Stored data
* * * * * * *

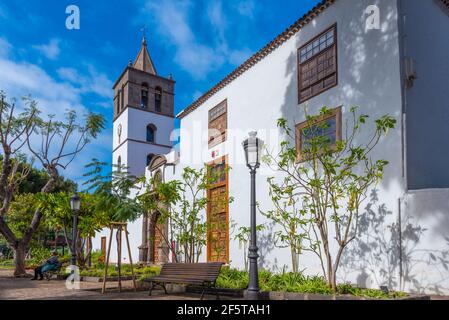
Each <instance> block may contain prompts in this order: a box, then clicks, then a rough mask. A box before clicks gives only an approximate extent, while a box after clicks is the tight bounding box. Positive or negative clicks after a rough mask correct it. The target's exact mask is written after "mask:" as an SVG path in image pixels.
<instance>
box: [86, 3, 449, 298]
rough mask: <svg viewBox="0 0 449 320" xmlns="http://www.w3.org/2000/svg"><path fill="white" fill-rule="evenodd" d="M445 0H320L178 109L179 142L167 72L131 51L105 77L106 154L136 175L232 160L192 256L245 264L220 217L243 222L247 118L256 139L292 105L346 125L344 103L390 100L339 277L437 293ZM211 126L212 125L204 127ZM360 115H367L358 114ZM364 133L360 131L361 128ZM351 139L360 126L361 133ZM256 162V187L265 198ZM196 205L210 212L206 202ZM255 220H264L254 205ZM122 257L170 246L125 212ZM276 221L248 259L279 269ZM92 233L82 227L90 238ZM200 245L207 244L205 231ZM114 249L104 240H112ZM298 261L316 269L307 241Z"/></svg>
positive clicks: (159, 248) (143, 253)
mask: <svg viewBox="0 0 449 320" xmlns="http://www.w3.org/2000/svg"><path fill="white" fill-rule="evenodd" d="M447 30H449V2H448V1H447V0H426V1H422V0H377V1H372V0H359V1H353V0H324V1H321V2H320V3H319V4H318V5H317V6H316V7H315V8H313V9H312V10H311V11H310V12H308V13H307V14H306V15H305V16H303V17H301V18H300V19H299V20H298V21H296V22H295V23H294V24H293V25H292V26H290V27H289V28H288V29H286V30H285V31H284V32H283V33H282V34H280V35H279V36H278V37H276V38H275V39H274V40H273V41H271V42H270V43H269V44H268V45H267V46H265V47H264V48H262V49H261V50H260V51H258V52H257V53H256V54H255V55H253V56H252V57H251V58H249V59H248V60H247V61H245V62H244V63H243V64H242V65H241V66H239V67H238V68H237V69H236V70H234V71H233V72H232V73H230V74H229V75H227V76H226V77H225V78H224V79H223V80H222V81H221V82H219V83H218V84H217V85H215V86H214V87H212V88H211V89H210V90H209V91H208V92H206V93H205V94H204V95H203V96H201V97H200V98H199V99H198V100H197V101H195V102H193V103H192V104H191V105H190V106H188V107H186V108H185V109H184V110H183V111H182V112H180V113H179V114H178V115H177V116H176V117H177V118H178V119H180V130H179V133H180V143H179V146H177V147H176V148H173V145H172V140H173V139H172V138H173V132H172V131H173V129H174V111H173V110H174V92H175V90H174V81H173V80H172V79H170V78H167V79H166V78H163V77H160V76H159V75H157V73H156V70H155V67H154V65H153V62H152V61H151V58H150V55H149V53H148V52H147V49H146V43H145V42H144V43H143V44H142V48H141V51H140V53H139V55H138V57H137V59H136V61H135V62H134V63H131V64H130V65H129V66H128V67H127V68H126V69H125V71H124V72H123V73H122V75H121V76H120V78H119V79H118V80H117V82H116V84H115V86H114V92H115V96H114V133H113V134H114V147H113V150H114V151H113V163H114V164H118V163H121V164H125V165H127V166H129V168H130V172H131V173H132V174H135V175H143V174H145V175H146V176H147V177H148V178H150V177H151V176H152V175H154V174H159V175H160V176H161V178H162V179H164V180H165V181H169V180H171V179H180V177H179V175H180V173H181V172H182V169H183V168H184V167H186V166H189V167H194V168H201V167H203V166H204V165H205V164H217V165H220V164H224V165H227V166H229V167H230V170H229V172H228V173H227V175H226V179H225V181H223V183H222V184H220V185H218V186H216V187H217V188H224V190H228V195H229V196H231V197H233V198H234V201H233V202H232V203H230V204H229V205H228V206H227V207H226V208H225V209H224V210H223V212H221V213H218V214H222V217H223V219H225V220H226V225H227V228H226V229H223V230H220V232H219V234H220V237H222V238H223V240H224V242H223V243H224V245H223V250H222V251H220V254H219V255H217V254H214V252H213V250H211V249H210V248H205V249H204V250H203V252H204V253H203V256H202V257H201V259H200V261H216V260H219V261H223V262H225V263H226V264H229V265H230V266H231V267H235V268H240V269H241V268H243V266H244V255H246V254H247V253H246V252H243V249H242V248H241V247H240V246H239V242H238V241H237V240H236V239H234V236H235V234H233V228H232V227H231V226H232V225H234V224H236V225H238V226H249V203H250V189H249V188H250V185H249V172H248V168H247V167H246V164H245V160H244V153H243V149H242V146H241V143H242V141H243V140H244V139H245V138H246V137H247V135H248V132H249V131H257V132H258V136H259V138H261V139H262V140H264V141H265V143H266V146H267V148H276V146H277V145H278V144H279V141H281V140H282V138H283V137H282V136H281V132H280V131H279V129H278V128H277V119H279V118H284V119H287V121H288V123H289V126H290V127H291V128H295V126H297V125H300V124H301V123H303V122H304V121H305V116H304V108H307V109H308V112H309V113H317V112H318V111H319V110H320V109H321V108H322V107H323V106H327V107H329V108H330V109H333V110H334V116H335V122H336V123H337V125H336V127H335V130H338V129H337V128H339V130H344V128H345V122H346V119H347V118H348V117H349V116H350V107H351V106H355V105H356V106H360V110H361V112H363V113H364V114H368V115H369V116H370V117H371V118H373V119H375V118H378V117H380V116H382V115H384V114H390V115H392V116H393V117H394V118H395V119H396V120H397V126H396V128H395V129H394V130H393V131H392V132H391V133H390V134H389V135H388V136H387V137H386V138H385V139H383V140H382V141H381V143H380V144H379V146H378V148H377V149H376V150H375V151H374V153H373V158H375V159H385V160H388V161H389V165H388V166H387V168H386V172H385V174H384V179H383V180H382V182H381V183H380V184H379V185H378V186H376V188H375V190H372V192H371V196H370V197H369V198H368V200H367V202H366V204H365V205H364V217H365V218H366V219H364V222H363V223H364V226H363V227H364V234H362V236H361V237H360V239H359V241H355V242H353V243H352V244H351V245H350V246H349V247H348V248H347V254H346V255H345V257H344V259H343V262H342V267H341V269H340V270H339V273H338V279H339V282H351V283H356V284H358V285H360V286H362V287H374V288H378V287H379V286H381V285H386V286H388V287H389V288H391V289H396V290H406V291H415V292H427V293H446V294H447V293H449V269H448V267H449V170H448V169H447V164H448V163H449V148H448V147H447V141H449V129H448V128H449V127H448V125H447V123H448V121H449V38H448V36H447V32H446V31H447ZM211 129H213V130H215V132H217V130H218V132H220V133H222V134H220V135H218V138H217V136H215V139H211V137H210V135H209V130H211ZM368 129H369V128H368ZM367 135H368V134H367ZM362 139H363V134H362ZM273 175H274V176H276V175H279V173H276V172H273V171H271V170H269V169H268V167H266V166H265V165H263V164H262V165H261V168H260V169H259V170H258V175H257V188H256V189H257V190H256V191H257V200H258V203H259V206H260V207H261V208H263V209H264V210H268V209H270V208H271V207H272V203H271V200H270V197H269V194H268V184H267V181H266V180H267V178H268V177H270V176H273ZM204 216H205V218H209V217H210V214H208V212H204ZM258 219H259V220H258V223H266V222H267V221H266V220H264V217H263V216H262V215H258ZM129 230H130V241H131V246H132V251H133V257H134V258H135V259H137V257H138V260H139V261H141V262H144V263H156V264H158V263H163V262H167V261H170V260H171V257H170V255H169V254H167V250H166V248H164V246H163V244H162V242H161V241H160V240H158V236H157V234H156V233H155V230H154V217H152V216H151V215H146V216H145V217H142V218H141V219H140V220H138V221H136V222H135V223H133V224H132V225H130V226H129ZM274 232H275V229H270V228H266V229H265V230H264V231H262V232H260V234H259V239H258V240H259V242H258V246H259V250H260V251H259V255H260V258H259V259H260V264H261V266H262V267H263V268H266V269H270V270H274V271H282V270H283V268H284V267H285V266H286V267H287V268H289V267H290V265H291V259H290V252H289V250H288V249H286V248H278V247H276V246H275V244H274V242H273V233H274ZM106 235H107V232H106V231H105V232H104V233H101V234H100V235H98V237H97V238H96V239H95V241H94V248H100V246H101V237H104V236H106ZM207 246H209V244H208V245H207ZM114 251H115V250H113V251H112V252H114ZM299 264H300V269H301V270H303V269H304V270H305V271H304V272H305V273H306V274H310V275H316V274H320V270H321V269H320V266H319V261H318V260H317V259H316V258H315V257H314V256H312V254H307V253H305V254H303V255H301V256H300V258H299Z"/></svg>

* * * * * * *

Rewrite the listing from its start through the line containing "positive clicks: (159, 248) (143, 253)", replacing "rough mask" with "coarse mask" and leaving everything else unchanged. Leave out the pictures.

_Completed task_:
Each <instance> block may contain prompts in this order: a box, then clicks, then a coarse mask. A box before clicks gives only an approximate extent, while a box after clicks is the tight bounding box. Positive or negative clicks after a coarse mask correct it. The target's exact mask is written after "mask:" as an SVG path in image pixels.
<instance>
box: [86, 3, 449, 298]
coarse mask: <svg viewBox="0 0 449 320" xmlns="http://www.w3.org/2000/svg"><path fill="white" fill-rule="evenodd" d="M445 0H320L178 109L179 142L167 72L131 51L105 77L106 154L136 175L232 160L192 256L245 264L220 217L243 222L247 118L256 139L292 105L346 125L344 103L390 100L339 277L437 293ZM211 126L212 125L204 127ZM360 115H367L358 114ZM364 133L360 131L361 128ZM351 139L360 126L361 133ZM256 162V187L265 198ZM196 205L210 212L206 202ZM255 220H264L254 205ZM122 257L170 246L125 212ZM276 221L248 259L279 269ZM92 233L82 227L90 238ZM200 245L207 244L205 231ZM114 249L104 240H112ZM298 261L316 269L307 241Z"/></svg>
positive clicks: (159, 248) (143, 253)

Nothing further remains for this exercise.